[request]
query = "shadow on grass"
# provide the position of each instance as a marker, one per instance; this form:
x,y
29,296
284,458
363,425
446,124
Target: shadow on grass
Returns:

━━━━━━━━

◆ Directive
Present every line of the listing above as a Markdown table with two columns, Line no. and Text, numbering the rows in order and leaving out any blank lines.

◆ Result below
| Line no. | Text |
|---|---|
| 1 | [request] |
| 2 | query = "shadow on grass" |
| 3 | # provide the position of each instance as a marker, one per instance; this form: |
| 4 | x,y |
| 5 | 29,296 |
| 6 | 284,458 |
| 7 | 363,425 |
| 8 | 446,124 |
| 9 | Target: shadow on grass |
| 10 | Returns: |